### Provided text

Cell Source is planning to commence a Phase I/II clinical trial with a cell therapy treatment that aspires to significantly reduce the need for immune suppression treatment for both donor-matched and “mismatched” bone marrow transplant patients. This treatment could potentially lead to a substantial increase in patient survival rates.

 

Cell Source will continue the business of Cell Source (Israel) Ltd., headquartered in Tel Aviv, Israel as a subsidiary under the leadership of Cell Source (Israel) Ltd.'s current management team, headed by Chief Executive Officer Itamar Shimrat. In connection with the Acquisition, Cell Source issued to the former shareholders of Cell Source (Israel) Ltd. 18,245,923 shares of its common stock. Details of the transaction will be filed on a Form 8-K with the United States Securities and Exchange Commission.

 

The securities sold in the private placement have not been registered under the Securities Act of 1933 and may not be resold absent registration under or exemption from such Act. This press release shall not constitute an offer to sell or the solicitation of an offer to buy any securities. This press release is being issued pursuant to and in accordance with Rule 135c under the Securities Act of 1933.

 

About Cell Source

 

Cell Source Limited was founded in 2011 to develop and commercialize preclinical cell therapy treatments which showed promising results in treating animals suffering from blood cancers such as leukemia and lymphoma. Since then Cell Source has moved forward by both sponsoring further research and applying for approval to conduct human clinical trials.

### Study material
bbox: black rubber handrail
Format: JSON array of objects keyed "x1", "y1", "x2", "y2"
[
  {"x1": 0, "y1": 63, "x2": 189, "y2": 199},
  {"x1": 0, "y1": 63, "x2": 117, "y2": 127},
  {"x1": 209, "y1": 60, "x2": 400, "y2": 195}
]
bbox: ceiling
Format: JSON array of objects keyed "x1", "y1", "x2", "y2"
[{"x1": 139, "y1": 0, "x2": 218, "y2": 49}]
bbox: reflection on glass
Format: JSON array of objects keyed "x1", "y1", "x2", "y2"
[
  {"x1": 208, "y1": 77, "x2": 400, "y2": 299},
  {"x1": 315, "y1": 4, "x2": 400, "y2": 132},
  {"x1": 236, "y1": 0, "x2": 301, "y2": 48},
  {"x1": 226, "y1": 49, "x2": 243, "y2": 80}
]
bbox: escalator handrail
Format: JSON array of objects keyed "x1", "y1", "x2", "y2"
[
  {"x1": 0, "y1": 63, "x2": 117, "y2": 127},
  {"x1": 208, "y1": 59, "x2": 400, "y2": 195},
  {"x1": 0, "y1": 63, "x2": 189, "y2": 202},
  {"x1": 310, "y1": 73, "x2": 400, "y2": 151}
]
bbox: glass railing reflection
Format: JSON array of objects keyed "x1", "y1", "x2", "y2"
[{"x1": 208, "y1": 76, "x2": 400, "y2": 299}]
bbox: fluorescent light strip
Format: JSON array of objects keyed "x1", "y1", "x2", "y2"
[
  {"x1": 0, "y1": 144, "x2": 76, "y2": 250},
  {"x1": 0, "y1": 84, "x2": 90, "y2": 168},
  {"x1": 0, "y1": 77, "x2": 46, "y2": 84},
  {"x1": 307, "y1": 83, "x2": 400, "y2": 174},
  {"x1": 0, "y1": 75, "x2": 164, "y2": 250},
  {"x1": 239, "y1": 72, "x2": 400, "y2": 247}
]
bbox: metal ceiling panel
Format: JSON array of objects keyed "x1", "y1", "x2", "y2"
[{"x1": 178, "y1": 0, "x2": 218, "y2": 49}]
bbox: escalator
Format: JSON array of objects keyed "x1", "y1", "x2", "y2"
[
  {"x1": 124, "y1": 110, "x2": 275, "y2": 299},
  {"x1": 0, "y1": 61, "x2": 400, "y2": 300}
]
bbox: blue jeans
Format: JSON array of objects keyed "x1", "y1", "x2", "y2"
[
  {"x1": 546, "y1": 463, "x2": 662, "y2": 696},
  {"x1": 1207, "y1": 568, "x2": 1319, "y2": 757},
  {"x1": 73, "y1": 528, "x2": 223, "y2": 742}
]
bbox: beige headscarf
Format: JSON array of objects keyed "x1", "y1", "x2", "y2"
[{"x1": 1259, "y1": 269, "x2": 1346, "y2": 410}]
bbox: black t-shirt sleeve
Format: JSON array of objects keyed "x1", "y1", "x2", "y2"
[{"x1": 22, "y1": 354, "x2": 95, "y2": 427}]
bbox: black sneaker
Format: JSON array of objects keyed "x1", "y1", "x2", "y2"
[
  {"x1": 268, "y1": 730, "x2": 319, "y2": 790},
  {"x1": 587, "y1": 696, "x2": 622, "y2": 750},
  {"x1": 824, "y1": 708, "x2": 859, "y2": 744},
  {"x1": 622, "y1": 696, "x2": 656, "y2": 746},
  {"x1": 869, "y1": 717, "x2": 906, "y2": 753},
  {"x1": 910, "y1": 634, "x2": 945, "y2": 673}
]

### Prompt 1
Answer these questions from the Cell Source press release:
(a) Who is the Chief Executive Officer heading the current management team of Cell Source (Israel) Ltd.?
(b) How many shares of common stock did Cell Source issue to the former shareholders of Cell Source (Israel) Ltd.?
(c) In what year was Cell Source Limited founded?
### Prompt 2
Continue the Cell Source press release from the end of its last sentence.
The data that come after the Cell Source press release are separate material and have no connection to it.

### Output 1
(a) Itamar Shimrat
(b) 18,245,923 shares
(c) 2011

### Output 2
For further information, please visit www.cell-source.com

or contact Itamar Shimrat, President & CEO (646) 416-7896

 

 
 

  

SAFE HARBOR STATEMENT UNDER THE PRIVATE SECURITIES LITIGATION ACT OF 1995

 

With the exception of historical information, the matters discussed in this news release are forward-looking statements that involve a number of risks and uncertainties. The actual future results of Cell Source could differ significantly from those statements. Factors that could cause actual results to differ materially include risks and uncertainties such as the inability to finance the company's operations, inability to hire and retain qualified personnel, and changes in the general economic climate. In some cases, you can identify forward-looking statements by terminology such as "may," "will," "should," "expect," "plan," "anticipate," "believe," "estimate," "predict," "potential" or "continue," the negative of such terms, or other comparable terminology. These statements are only predictions. Although we believe that the expectations reflected in the forward-looking statements are reasonable, such statements should not be regarded as a representation by Cell Source, or any other person, that such forward-looking statements will be achieved. We undertake no duty to update any of the forward-looking statements, whether as a result of new information, future events or otherwise. In light of the foregoing, readers are cautioned not to place undue reliance on such forward-looking statements. This release does not constitute an offer to sell or a solicitation of offers to buy any securities of any entity.